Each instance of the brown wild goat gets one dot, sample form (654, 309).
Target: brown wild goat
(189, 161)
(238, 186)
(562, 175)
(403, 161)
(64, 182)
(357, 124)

§ §

Rewrite these records so that every "brown wild goat" becomes "mountain goat". Keep everything else unchanged.

** Answer to this task **
Each instance of the mountain goat gets one dot, sample form (654, 309).
Target: mountain goat
(189, 161)
(238, 186)
(562, 175)
(403, 161)
(64, 182)
(357, 124)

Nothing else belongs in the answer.